_TEXT SECTION:_
URBANA, Ill. (AP) - Classes at the University of Illinois' Champaign-Urbana campus are expected to resume on their normal schedules Monday after a faculty union reached a tentative contract agreement with the school and called off the remainder of its strike.
The Non-Tenure Faculty Coalition Local 6546 authorized a five-day strike when contract talks ended without a settlement last Wednesday. The strike began Thursday morning and was scheduled through the last day of classes this Wednesday.
Negotiators met with a federal mediator Friday and Saturday. A five-year agreement between the union and the school was finalized late Saturday night, The (Champaign) News-Gazette reported.
The union voted unanimously Sunday to end the strike. A ratification vote is scheduled for Thursday, according to Non-Tenure Faculty Coalition Local 6546 President Shawn Gilmore.
Gilmore said the negotiating team is "elated" with the agreement, which includes "very good protections" for appointments or reappointments and a multiyear contract system for faculty members who have been at the University of Illinois for at least five years.

_EXERCISE AIM:_
Copy the portion of the article on the faculty strike that starts at the words "URBANA, Ill. (AP)" and ends after "President Shawn Gilmore.", and change "federal mediator" to "state mediator".

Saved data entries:
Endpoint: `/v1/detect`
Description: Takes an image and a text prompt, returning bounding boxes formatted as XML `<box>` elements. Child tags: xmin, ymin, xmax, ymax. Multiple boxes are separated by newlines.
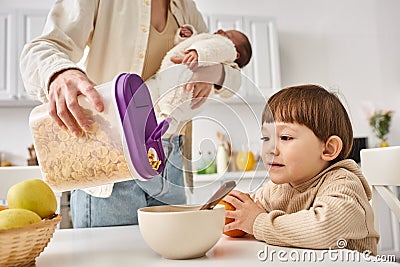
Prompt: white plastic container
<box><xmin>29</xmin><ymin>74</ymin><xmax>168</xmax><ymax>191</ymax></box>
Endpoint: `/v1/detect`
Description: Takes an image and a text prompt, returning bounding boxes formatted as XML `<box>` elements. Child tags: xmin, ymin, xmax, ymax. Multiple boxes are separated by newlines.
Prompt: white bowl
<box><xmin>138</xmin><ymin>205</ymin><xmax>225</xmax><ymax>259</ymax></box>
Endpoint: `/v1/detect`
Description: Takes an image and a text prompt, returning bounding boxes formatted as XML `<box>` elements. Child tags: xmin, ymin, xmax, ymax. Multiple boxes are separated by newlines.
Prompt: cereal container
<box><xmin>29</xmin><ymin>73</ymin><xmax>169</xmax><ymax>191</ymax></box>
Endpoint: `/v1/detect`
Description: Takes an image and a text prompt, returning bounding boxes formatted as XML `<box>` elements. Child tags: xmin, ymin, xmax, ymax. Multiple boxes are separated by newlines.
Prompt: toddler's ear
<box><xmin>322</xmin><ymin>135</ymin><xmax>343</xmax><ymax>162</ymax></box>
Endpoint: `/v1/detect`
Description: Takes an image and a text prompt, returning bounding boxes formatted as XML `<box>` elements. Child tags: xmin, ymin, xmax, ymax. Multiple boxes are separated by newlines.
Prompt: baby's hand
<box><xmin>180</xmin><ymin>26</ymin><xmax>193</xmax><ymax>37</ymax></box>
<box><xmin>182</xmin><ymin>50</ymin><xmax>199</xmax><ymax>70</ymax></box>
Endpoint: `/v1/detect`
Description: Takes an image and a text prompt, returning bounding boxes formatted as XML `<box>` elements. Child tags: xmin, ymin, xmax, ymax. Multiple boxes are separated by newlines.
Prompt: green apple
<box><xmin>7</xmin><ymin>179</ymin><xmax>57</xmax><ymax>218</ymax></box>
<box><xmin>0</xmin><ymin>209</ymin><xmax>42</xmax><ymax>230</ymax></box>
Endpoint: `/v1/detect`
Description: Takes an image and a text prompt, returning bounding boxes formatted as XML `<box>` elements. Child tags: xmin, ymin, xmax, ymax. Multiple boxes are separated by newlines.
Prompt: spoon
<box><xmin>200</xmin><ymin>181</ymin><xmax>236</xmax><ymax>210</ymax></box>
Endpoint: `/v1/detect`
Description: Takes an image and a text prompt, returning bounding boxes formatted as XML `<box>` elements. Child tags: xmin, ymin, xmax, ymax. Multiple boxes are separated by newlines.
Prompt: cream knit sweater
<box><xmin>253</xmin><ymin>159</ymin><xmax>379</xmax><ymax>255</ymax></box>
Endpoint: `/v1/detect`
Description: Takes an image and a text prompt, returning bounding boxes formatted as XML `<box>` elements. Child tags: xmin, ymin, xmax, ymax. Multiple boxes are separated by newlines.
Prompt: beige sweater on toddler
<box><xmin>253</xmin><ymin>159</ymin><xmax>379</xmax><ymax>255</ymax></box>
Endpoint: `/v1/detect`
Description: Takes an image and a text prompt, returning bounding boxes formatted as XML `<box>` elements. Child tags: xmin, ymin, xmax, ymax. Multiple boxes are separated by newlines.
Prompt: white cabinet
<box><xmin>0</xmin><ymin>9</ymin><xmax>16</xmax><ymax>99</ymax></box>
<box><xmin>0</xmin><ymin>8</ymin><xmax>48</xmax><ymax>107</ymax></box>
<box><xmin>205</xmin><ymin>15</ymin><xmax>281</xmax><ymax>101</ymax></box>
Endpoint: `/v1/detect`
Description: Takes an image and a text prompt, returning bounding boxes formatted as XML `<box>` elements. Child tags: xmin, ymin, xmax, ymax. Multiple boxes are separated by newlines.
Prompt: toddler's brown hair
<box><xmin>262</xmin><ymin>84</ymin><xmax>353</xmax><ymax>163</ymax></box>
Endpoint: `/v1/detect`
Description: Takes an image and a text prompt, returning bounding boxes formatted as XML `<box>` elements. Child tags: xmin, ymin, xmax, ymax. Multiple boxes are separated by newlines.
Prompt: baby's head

_WRITTEN RESPONSE:_
URBANA, Ill. (AP) - Classes at the University of Illinois' Champaign-Urbana campus are expected to resume on their normal schedules Monday after a faculty union reached a tentative contract agreement with the school and called off the remainder of its strike.
The Non-Tenure Faculty Coalition Local 6546 authorized a five-day strike when contract talks ended without a settlement last Wednesday. The strike began Thursday morning and was scheduled through the last day of classes this Wednesday.
Negotiators met with a state mediator Friday and Saturday. A five-year agreement between the union and the school was finalized late Saturday night, The (Champaign) News-Gazette reported.
The union voted unanimously Sunday to end the strike. A ratification vote is scheduled for Thursday, according to Non-Tenure Faculty Coalition Local 6546 President Shawn Gilmore.